Find each line in the records that contains the string "positive" and copy those lines.

★ ★ ★ ★ ★

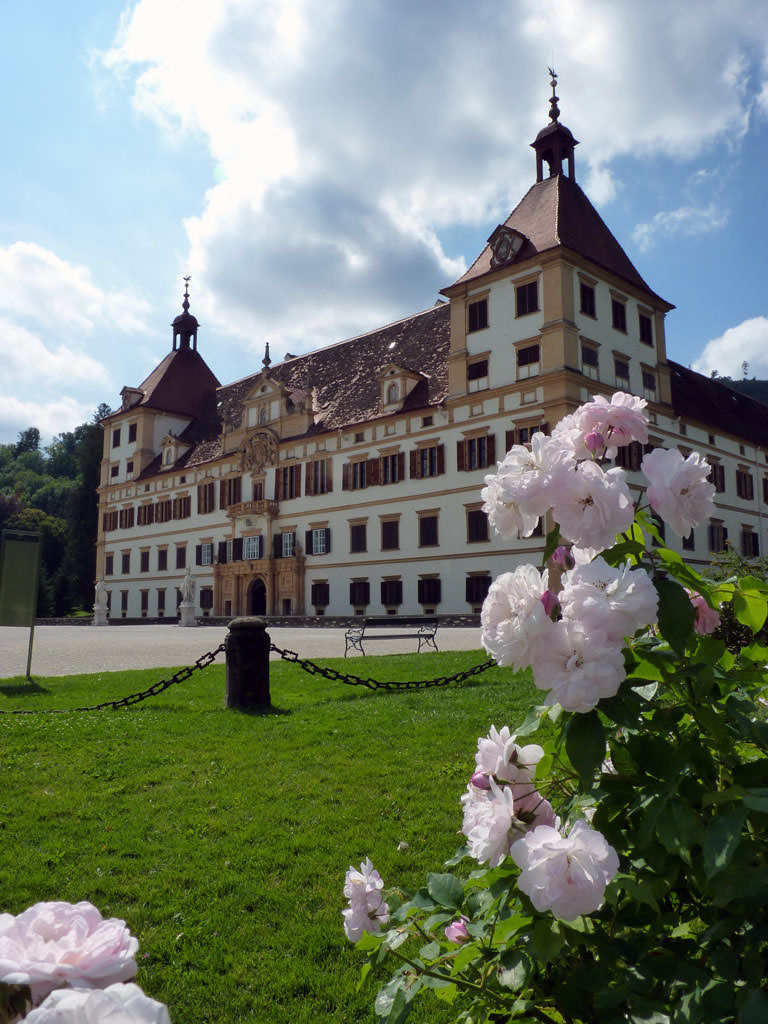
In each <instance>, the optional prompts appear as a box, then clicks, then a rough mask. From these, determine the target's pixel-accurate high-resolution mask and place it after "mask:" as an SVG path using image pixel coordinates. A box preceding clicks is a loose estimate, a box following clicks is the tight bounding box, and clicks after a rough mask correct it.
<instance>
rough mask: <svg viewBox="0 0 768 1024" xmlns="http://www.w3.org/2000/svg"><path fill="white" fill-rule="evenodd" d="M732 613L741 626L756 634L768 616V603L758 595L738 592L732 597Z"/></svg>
mask: <svg viewBox="0 0 768 1024" xmlns="http://www.w3.org/2000/svg"><path fill="white" fill-rule="evenodd" d="M733 612H734V614H735V616H736V618H737V620H738V621H739V623H741V625H742V626H746V627H748V629H751V630H752V632H753V633H757V632H758V630H759V629H760V628H761V627H762V626H763V624H764V623H765V620H766V615H768V601H766V599H765V598H764V597H760V596H759V595H758V594H752V593H743V591H740V590H739V591H737V592H736V593H735V594H734V595H733Z"/></svg>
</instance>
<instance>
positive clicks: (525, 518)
mask: <svg viewBox="0 0 768 1024" xmlns="http://www.w3.org/2000/svg"><path fill="white" fill-rule="evenodd" d="M480 498H482V502H483V504H482V511H483V512H484V513H485V514H486V515H487V517H488V522H489V523H490V525H492V526H493V527H494V529H495V530H496V532H497V534H499V535H500V537H504V538H506V539H507V540H515V539H516V538H518V537H530V535H531V534H532V532H534V530H535V529H536V524H537V523H538V522H539V516H538V515H523V514H522V512H521V511H520V509H519V508H518V506H517V505H515V503H514V502H510V501H506V500H505V498H506V493H505V492H504V488H503V487H502V485H501V483H500V480H499V477H498V476H497V475H496V474H492V475H488V476H486V477H485V486H484V487H483V488H482V490H481V492H480Z"/></svg>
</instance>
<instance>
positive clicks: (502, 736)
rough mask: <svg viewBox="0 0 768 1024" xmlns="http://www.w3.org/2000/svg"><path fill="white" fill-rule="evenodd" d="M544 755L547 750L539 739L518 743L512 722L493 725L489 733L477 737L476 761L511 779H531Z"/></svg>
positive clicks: (511, 780)
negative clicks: (513, 733) (497, 727)
mask: <svg viewBox="0 0 768 1024" xmlns="http://www.w3.org/2000/svg"><path fill="white" fill-rule="evenodd" d="M543 757H544V750H543V749H542V748H541V746H539V744H538V743H528V744H527V745H525V746H518V745H517V743H516V742H515V737H514V736H513V735H512V734H511V733H510V731H509V726H507V725H504V726H502V728H501V729H497V728H496V726H495V725H492V726H490V729H489V730H488V734H487V736H480V737H479V738H478V740H477V753H476V754H475V764H476V765H477V768H478V769H479V770H480V771H484V772H486V773H487V774H488V775H496V776H497V778H502V779H506V780H507V781H508V782H523V781H524V782H529V781H530V780H531V779H532V778H534V776H535V775H536V766H537V764H538V763H539V762H540V761H541V760H542V758H543Z"/></svg>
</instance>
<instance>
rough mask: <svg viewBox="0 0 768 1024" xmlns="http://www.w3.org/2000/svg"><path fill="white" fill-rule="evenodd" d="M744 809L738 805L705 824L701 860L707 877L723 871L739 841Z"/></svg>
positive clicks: (735, 851)
mask: <svg viewBox="0 0 768 1024" xmlns="http://www.w3.org/2000/svg"><path fill="white" fill-rule="evenodd" d="M745 817H746V809H745V808H742V807H739V808H737V809H736V810H735V811H731V812H730V813H729V814H719V815H718V816H717V817H715V818H713V819H712V820H711V821H710V822H709V824H708V825H707V830H706V833H705V838H703V855H705V857H703V860H705V871H706V873H707V878H708V879H711V878H713V877H714V876H715V874H717V873H718V872H719V871H724V870H725V868H726V867H727V866H728V864H730V862H731V860H732V859H733V854H734V853H735V852H736V850H737V849H738V844H739V843H740V842H741V825H742V824H743V822H744V818H745Z"/></svg>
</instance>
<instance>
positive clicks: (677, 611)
mask: <svg viewBox="0 0 768 1024" xmlns="http://www.w3.org/2000/svg"><path fill="white" fill-rule="evenodd" d="M653 586H654V587H655V588H656V592H657V593H658V628H659V630H660V631H662V635H663V636H664V638H665V640H666V641H667V642H668V643H669V645H670V646H671V647H672V648H673V649H674V650H676V651H677V652H678V653H679V654H684V653H685V647H686V644H687V643H688V640H689V639H690V638H691V636H692V634H693V621H694V618H695V614H696V612H695V609H694V607H693V605H692V604H691V602H690V598H689V597H688V595H687V594H686V593H685V591H684V590H683V588H682V587H681V586H680V584H679V583H675V581H674V580H654V581H653Z"/></svg>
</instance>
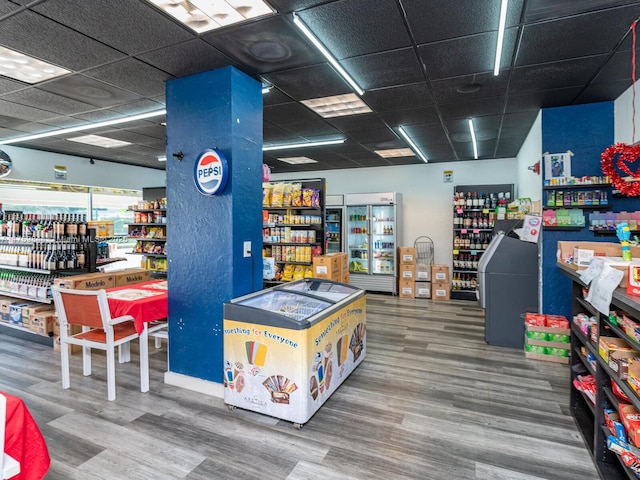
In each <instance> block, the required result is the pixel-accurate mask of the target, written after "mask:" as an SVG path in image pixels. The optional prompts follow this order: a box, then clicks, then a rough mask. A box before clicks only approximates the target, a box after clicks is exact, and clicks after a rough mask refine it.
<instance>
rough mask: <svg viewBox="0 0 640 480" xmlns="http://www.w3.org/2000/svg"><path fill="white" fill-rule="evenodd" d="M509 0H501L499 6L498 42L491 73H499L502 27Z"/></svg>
mask: <svg viewBox="0 0 640 480" xmlns="http://www.w3.org/2000/svg"><path fill="white" fill-rule="evenodd" d="M508 4H509V0H502V5H501V6H500V24H499V25H498V43H497V44H496V63H495V64H494V66H493V74H494V75H495V76H496V77H497V76H498V75H499V74H500V60H501V59H502V44H503V43H504V27H505V25H506V23H507V5H508Z"/></svg>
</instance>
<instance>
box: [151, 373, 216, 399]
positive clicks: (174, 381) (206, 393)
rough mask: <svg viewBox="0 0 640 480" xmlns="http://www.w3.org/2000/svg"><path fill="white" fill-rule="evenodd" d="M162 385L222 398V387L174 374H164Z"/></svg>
mask: <svg viewBox="0 0 640 480" xmlns="http://www.w3.org/2000/svg"><path fill="white" fill-rule="evenodd" d="M164 383H166V384H167V385H173V386H176V387H180V388H184V389H186V390H193V391H194V392H199V393H204V394H205V395H211V396H213V397H218V398H224V385H223V384H222V383H216V382H210V381H209V380H203V379H201V378H196V377H190V376H188V375H182V374H180V373H175V372H164Z"/></svg>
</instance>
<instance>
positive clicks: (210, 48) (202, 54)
mask: <svg viewBox="0 0 640 480" xmlns="http://www.w3.org/2000/svg"><path fill="white" fill-rule="evenodd" d="M137 58H139V59H140V60H142V61H144V62H146V63H148V64H149V65H151V66H153V67H156V68H157V69H159V70H163V71H165V72H167V73H169V74H171V75H173V76H175V77H184V76H187V75H191V74H194V73H200V72H205V71H207V70H215V69H216V68H221V67H225V66H227V65H229V58H228V57H227V56H226V55H224V54H222V53H220V52H219V51H218V50H216V49H215V48H214V47H212V46H211V45H209V44H208V43H206V42H204V41H202V40H200V39H194V40H189V41H187V42H183V43H177V44H174V45H169V46H167V47H164V48H161V49H158V50H154V51H152V52H148V53H144V54H140V55H137Z"/></svg>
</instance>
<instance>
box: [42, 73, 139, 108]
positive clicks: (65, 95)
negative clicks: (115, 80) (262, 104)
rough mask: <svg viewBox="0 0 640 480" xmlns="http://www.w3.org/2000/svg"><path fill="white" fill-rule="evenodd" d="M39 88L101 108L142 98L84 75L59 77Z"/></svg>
mask: <svg viewBox="0 0 640 480" xmlns="http://www.w3.org/2000/svg"><path fill="white" fill-rule="evenodd" d="M38 88H40V89H42V90H45V91H48V92H52V93H57V94H58V95H62V96H63V97H67V98H70V99H73V100H77V101H79V102H84V103H88V104H90V105H94V106H96V107H101V108H102V107H110V106H114V105H122V104H126V103H128V102H131V101H134V100H138V99H139V98H140V97H139V96H138V95H135V94H133V93H131V92H127V91H126V90H123V89H121V88H118V87H115V86H113V85H109V84H107V83H104V82H100V81H98V80H95V79H93V78H89V77H85V76H84V75H68V76H66V77H61V78H57V79H55V80H52V81H50V82H46V83H45V84H43V85H39V86H38Z"/></svg>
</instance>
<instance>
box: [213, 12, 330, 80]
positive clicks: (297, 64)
mask: <svg viewBox="0 0 640 480" xmlns="http://www.w3.org/2000/svg"><path fill="white" fill-rule="evenodd" d="M202 38H203V39H204V40H205V41H206V42H208V43H210V44H211V45H213V46H214V47H216V48H217V49H218V50H219V51H220V52H223V53H225V54H227V55H228V56H229V57H230V58H232V59H235V60H236V61H238V62H241V63H242V64H244V65H245V70H247V71H248V72H249V73H269V72H273V71H279V70H288V69H292V68H297V67H301V66H304V65H309V64H314V63H320V62H323V61H324V57H322V56H321V55H320V54H319V53H318V52H316V50H315V49H314V48H313V47H312V46H311V45H310V44H309V43H308V42H307V41H306V40H305V39H304V38H303V36H302V34H301V33H300V32H299V30H298V29H297V28H296V27H295V26H294V25H293V23H292V21H288V20H286V19H285V18H284V17H270V18H265V19H262V20H259V21H255V22H250V23H247V24H244V25H239V26H237V27H235V28H232V29H220V30H219V31H218V30H213V31H211V32H208V33H205V34H203V35H202Z"/></svg>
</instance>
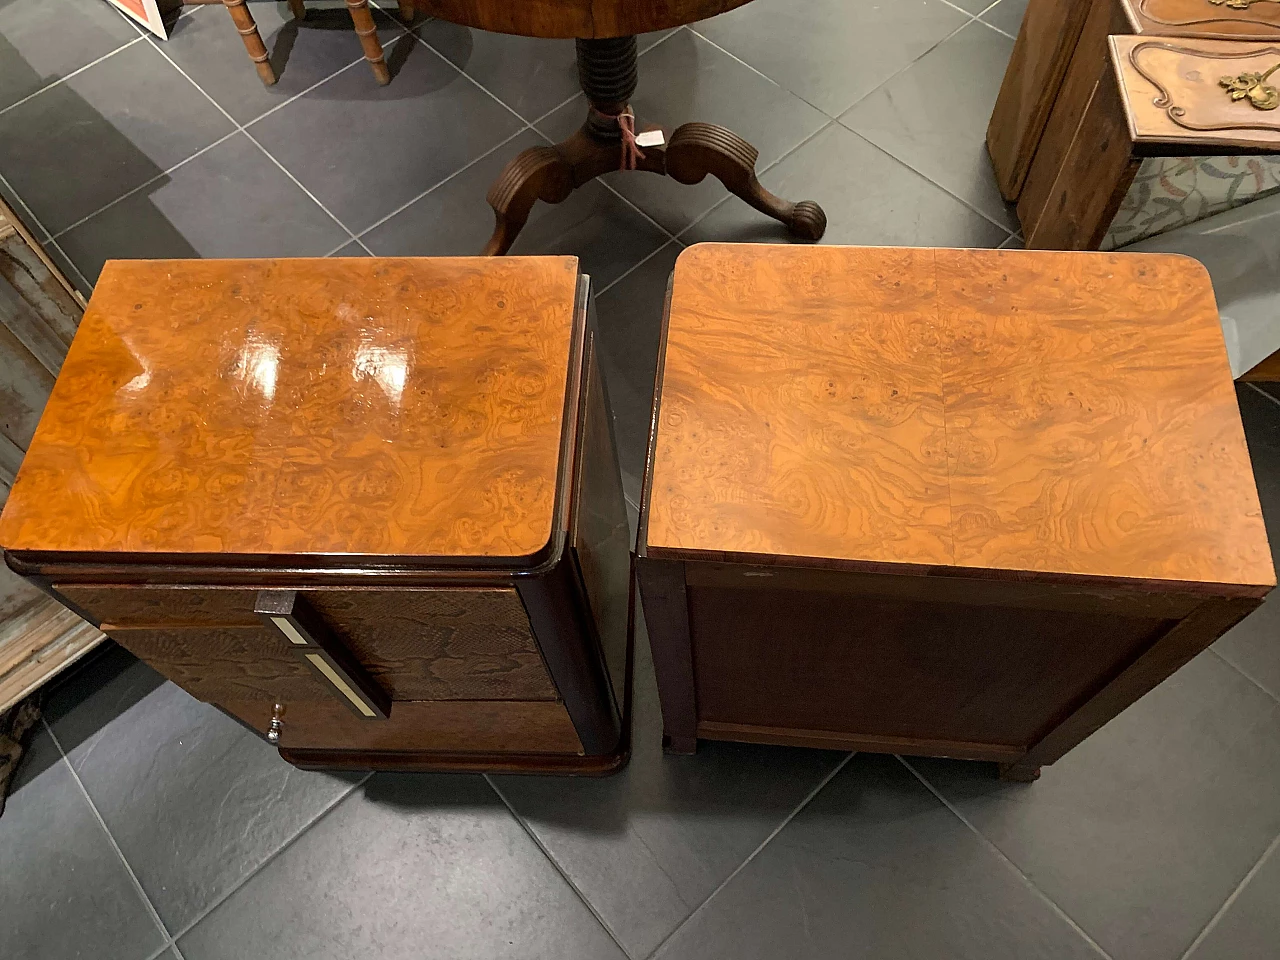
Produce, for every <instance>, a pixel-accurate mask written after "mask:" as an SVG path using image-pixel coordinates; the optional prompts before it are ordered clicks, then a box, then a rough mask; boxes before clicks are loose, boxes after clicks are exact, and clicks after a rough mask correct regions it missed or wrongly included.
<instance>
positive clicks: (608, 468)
mask: <svg viewBox="0 0 1280 960" xmlns="http://www.w3.org/2000/svg"><path fill="white" fill-rule="evenodd" d="M594 347H595V343H594V337H591V340H590V343H589V347H588V357H586V389H585V394H586V416H585V422H584V425H582V447H581V458H580V461H579V472H577V508H576V511H575V521H573V522H575V530H573V549H575V552H576V554H577V563H579V570H580V571H581V575H582V582H584V585H585V586H586V595H588V602H589V603H590V607H591V617H593V618H594V620H595V627H596V631H598V632H599V636H600V648H602V650H603V654H604V663H605V667H607V668H608V671H609V685H611V686H612V689H613V698H614V701H616V704H617V709H618V712H620V713H621V710H622V701H623V695H625V690H626V680H627V669H628V655H627V653H628V652H627V603H628V596H630V591H631V558H630V553H631V531H630V527H628V526H627V503H626V497H625V495H623V493H622V476H621V474H620V472H618V456H617V447H616V444H614V440H613V422H612V416H611V413H609V403H608V392H607V389H605V384H604V379H603V376H602V374H600V366H599V362H598V357H596V355H595V348H594Z"/></svg>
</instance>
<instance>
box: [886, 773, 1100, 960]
mask: <svg viewBox="0 0 1280 960" xmlns="http://www.w3.org/2000/svg"><path fill="white" fill-rule="evenodd" d="M897 762H899V763H901V764H902V765H904V767H906V769H909V771H910V772H911V776H914V777H915V778H916V780H918V781H920V783H923V785H924V788H925V790H928V791H929V792H931V794H933V796H934V797H936V799H937V801H938V803H940V804H942V805H943V806H946V808H947V809H948V810H950V812H951V813H952V814H954V815H955V818H956V819H957V820H960V822H961V823H963V824H964V826H965V827H968V828H969V831H970V832H972V833H973V835H974V836H975V837H978V840H979V841H980V842H982V845H983V846H986V847H987V850H989V851H991V852H992V854H995V855H996V858H997V859H1000V860H1001V861H1002V863H1004V864H1005V865H1006V867H1007V868H1009V869H1010V870H1012V872H1014V873H1015V874H1018V877H1019V878H1020V879H1021V881H1023V883H1025V884H1027V888H1028V890H1030V891H1032V892H1033V893H1034V895H1036V896H1038V897H1039V899H1041V900H1042V901H1044V904H1046V905H1047V906H1048V908H1050V909H1051V910H1052V911H1053V913H1055V914H1056V915H1057V916H1059V919H1061V920H1064V922H1065V923H1066V924H1068V925H1069V927H1070V928H1071V929H1073V931H1075V932H1076V933H1078V934H1079V936H1080V937H1082V938H1083V940H1084V942H1085V943H1088V945H1089V946H1091V947H1093V950H1094V951H1097V954H1098V956H1102V957H1106V960H1112V957H1111V955H1110V954H1108V952H1107V951H1106V950H1103V948H1102V945H1101V943H1098V942H1097V941H1096V940H1093V937H1091V936H1089V934H1088V932H1087V931H1085V929H1084V928H1083V927H1082V925H1080V924H1078V923H1076V922H1075V920H1074V919H1071V916H1070V914H1068V913H1066V910H1064V909H1062V908H1061V906H1059V905H1057V904H1056V902H1055V901H1053V900H1052V899H1051V897H1050V896H1048V895H1047V893H1046V892H1044V891H1042V890H1041V888H1039V887H1038V886H1036V883H1034V882H1033V881H1032V878H1030V877H1028V876H1027V874H1025V873H1023V870H1021V868H1020V867H1019V865H1018V864H1015V863H1014V861H1012V860H1010V859H1009V856H1006V855H1005V851H1004V850H1001V849H1000V847H998V846H996V845H995V844H993V842H991V840H988V838H987V836H986V835H984V833H983V832H982V831H979V829H978V828H977V827H975V826H973V823H970V822H969V818H968V817H965V815H964V814H963V813H960V810H959V809H956V806H955V805H954V804H952V803H951V801H950V800H947V799H946V797H945V796H942V792H941V791H940V790H937V788H936V787H934V786H933V785H932V783H929V781H927V780H925V778H924V777H923V776H922V774H920V772H919V771H916V769H915V767H913V765H911V764H910V763H908V762H906V758H904V756H897Z"/></svg>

★ ★ ★ ★ ★

Worked solution ->
positive clicks: (525, 518)
positive clicks: (502, 736)
positive clicks: (511, 780)
positive clicks: (735, 851)
positive clicks: (677, 611)
positive clicks: (174, 381) (206, 393)
positive clicks: (210, 48) (202, 54)
positive clicks: (65, 95)
positive clicks: (297, 64)
positive clicks: (608, 468)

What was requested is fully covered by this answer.